● Instructions for the task:
Exact duplicates of all the records are needed.

(Exercise data)

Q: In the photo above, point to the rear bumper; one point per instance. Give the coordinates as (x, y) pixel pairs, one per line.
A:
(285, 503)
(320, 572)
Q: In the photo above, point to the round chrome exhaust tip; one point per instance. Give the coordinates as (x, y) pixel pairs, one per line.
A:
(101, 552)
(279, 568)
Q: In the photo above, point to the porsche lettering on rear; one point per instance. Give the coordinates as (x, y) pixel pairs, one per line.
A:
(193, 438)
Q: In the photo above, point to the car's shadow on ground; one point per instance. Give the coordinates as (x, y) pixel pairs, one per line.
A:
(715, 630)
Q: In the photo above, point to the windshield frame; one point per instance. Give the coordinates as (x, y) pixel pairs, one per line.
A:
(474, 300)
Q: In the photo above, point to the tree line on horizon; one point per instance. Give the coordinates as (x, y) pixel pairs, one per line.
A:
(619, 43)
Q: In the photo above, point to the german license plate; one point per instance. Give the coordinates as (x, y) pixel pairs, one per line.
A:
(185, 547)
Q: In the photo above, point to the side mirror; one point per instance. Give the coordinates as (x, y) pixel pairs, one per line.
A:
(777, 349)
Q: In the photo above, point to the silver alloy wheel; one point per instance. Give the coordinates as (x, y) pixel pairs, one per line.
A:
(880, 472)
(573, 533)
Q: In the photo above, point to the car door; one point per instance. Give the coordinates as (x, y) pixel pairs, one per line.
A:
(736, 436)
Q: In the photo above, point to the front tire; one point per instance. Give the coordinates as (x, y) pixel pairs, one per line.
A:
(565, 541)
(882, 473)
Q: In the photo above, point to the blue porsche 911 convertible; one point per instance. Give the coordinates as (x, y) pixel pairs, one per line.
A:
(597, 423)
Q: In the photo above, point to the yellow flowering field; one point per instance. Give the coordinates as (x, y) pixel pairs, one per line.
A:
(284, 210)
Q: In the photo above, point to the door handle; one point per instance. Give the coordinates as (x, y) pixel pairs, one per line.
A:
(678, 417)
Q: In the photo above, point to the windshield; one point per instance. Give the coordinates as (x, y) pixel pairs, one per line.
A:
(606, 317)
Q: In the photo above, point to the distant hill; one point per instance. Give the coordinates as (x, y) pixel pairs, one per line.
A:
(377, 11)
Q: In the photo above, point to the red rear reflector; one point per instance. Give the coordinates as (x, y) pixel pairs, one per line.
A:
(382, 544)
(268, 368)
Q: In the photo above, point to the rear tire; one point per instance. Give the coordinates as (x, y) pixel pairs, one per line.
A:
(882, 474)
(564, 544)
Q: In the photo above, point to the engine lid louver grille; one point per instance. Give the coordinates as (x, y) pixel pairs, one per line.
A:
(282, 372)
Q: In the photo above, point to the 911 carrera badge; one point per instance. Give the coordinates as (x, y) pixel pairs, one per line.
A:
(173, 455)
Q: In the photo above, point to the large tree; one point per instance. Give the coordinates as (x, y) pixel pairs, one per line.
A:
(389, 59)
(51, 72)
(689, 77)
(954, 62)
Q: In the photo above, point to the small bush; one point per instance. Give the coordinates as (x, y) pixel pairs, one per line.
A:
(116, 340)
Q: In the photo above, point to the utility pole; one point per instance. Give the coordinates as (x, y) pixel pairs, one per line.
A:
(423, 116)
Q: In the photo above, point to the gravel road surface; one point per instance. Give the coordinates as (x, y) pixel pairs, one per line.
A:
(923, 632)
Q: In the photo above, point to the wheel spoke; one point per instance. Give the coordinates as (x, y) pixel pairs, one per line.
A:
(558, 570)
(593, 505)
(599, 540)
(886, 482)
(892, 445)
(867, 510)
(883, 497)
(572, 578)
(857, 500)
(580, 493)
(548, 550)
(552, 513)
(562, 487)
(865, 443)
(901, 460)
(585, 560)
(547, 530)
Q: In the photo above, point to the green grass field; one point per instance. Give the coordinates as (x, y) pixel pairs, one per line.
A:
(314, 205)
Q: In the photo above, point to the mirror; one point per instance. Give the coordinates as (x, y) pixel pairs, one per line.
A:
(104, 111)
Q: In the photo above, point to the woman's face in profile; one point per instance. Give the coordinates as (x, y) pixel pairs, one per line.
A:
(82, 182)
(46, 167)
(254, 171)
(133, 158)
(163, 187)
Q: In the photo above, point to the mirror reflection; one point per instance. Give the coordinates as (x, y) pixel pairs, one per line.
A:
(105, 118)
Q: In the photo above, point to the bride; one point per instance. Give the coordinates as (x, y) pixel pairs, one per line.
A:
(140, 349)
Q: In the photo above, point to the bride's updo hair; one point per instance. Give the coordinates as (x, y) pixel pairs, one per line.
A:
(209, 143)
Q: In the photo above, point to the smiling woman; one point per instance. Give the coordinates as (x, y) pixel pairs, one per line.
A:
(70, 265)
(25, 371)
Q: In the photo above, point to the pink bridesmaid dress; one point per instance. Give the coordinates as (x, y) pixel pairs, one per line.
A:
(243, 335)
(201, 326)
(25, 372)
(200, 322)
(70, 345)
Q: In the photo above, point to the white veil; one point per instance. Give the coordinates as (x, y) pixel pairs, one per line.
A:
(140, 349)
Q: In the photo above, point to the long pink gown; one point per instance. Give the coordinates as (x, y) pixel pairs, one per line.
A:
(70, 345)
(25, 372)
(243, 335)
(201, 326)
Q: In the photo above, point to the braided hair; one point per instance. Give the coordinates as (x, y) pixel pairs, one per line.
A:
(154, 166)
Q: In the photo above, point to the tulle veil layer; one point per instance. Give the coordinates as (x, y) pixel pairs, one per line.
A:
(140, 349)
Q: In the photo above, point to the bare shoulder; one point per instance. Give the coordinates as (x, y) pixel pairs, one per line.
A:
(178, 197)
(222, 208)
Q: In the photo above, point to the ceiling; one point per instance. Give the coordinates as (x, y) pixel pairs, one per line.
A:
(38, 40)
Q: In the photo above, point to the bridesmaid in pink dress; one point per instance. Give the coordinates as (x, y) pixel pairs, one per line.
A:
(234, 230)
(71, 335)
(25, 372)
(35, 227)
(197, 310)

(End Exercise data)

● Exercise output:
Q: In the photo above, point to the rear bumper; one point per instance. Give the coordinates as (x, y) pixel pairs, one per line.
A:
(285, 503)
(320, 572)
Q: In the photo above, point to the round chrome exhaust tip; one point per instance. Give the coordinates as (x, y) pixel pairs, one per line.
A:
(101, 552)
(279, 568)
Q: In the photo above, point to the porsche lettering on rear; one point per instance. Give the coordinates as (x, y) pixel pairs, one per line.
A:
(193, 438)
Q: In the photo above, point to the car's shadow on ground; one point per instance. Give the coordinates as (x, y) pixel pairs, one per line.
A:
(715, 630)
Q: In the photo above, point to the windshield frame; one point per instance. Give the coordinates as (x, y) pixel pairs, one per line.
A:
(474, 300)
Q: In the photo above, point to the tree line on horizon; one point per instance. Give the coordinates as (x, y) pixel pairs, one per line.
A:
(619, 43)
Q: In the photo above, point to the german license plate; one point per instance. Give the coordinates as (x, y) pixel pairs, one per line.
A:
(185, 547)
Q: In the photo above, point to the side mirror; one point per instance. Give the coordinates as (x, y) pixel pairs, one per line.
A:
(777, 349)
Q: In the photo above, point to the silver alloy wheel; one point per instance. Give the coordinates as (x, y) pixel pairs, one per line.
A:
(880, 472)
(573, 533)
Q: In the photo above, point to the car door; one point per instance. Give the coordinates as (x, y) pixel pairs, one per line.
A:
(736, 436)
Q: In the photo above, point to the front tire; one point per instance. Give the coordinates as (x, y) pixel pairs, one per line.
A:
(565, 541)
(882, 473)
Q: In the photo above, point to the blue porsche 911 convertible; one point per instance. Give the coordinates as (x, y) pixel pairs, one per line.
A:
(597, 423)
Q: In the photo above, point to the yellow flowering field; one point per instance. Give the coordinates as (x, y) pixel pairs, one per line.
A:
(284, 210)
Q: In the photo above, point to the door handle; one point per instance. Give the coordinates as (x, y) pixel pairs, one per line.
A:
(678, 417)
Q: In the photo above, point to the windshield; one point per instance. Give the coordinates as (x, y) pixel pairs, one per line.
A:
(606, 317)
Q: In the photo above, point to the distant hill; one point per instance. Give the coordinates as (x, y) pixel pairs, one per line.
A:
(377, 11)
Q: In the photo above, point to the red rear reflector; one point per instance. Give the coordinates as (x, y) pixel pairs, one per line.
A:
(382, 544)
(268, 368)
Q: In the photo above, point to the rear tire; one point per instance. Give the coordinates as (x, y) pixel pairs, one per line.
A:
(882, 474)
(564, 544)
Q: In the photo above, point to the engine lid louver grille; one point per instance. Give the coordinates as (x, y) pixel pairs, one per line.
A:
(282, 372)
Q: In the photo above, point to the 911 carrera badge; one point per instance. Give the coordinates as (x, y) pixel pairs, one per line.
A:
(173, 455)
Q: In the photo above, point to the large tree; one point per instance. Give the coordinates as (x, y) pixel pairs, one per line.
A:
(389, 59)
(51, 72)
(689, 77)
(954, 62)
Q: In the photo above, point to the small bush; one point per instance. Give the coordinates as (x, y) pixel pairs, one per line.
A:
(116, 340)
Q: In the photo above, point to the utility pole; one point per instance. Give the coordinates as (x, y) pixel pairs, one per line.
A:
(423, 116)
Q: In the photo above, point to the gravel road surface; one point per instance. Give the coordinates as (x, y) pixel pairs, one per line.
A:
(923, 632)
Q: In the photo above, point to the wheel spoke; one point per instance. Give the coordinates as (x, y) pixel pairs, one per line.
A:
(558, 570)
(593, 505)
(599, 540)
(886, 482)
(892, 445)
(867, 510)
(883, 497)
(572, 578)
(857, 500)
(580, 493)
(548, 550)
(552, 513)
(562, 487)
(865, 443)
(901, 460)
(585, 560)
(547, 530)
Q: In the photo above, point to the green grass field; one point per instance. Give the coordinates as (x, y) pixel pairs, one per line.
A:
(314, 205)
Q: In the photo above, point to the mirror; one point per instance. Give the coordinates as (x, y) pixel pairs, one per line.
A:
(104, 111)
Q: In the photo above, point to the woman's face in profile; one point per instance. Give the coordinates as (x, y) pixel pairs, one per line.
A:
(82, 182)
(46, 167)
(254, 171)
(133, 158)
(163, 187)
Q: In the photo above, point to the mirror reflection; one point per instance. Give the coordinates as (x, y) pixel pairs, one per line.
A:
(105, 118)
Q: In the photo above, point to the bride; one point per instance. Give the coordinates as (x, y) pixel pairs, one per line.
A:
(140, 349)
Q: In the photo above, point to the bride's updo hair; one point per instance. Give the coordinates as (x, y) pixel pairs, one per line.
A:
(209, 143)
Q: In the photo above, point to the smiling woman; one point per instance. Give the coordinates as (x, y) pixel pairs, one per line.
A:
(70, 265)
(25, 371)
Q: In the photo above, point to the pink bridesmaid dress; one point per instance. Give the coordinates as (x, y) pixel pairs, one per line.
A:
(243, 335)
(201, 326)
(25, 372)
(200, 322)
(70, 345)
Q: In the photo above, point to the white veil; one point per instance. Give the coordinates as (x, y) pixel pairs, one per line.
A:
(140, 349)
Q: In the photo above, point to the long pink gown; one point per instance. Give the coordinates as (x, y) pixel pairs, one per line.
A:
(70, 345)
(25, 372)
(243, 335)
(201, 326)
Q: In the photo above, point to the braided hair; one point per instance. Give the coordinates as (x, y) pixel pairs, one per line.
A:
(154, 166)
Q: In the photo above, point to the tulle veil layer; one point per instance. Give the coordinates as (x, y) pixel pairs, one per line.
A:
(140, 349)
Q: In the photo above, point to the bare shoulder; one point per instance. Give the coordinates as (x, y) pixel pairs, one per line.
A:
(178, 197)
(222, 208)
Q: In the photo above, point to the ceiling; one point per instance. Give the coordinates as (x, y) pixel pairs, one per line.
A:
(38, 40)
Q: In the photo above, point to the bridesmaid in pink dress; one point per instance. Give the coordinates as (x, y) pixel pairs, one per line.
A:
(234, 230)
(71, 335)
(25, 372)
(35, 227)
(197, 310)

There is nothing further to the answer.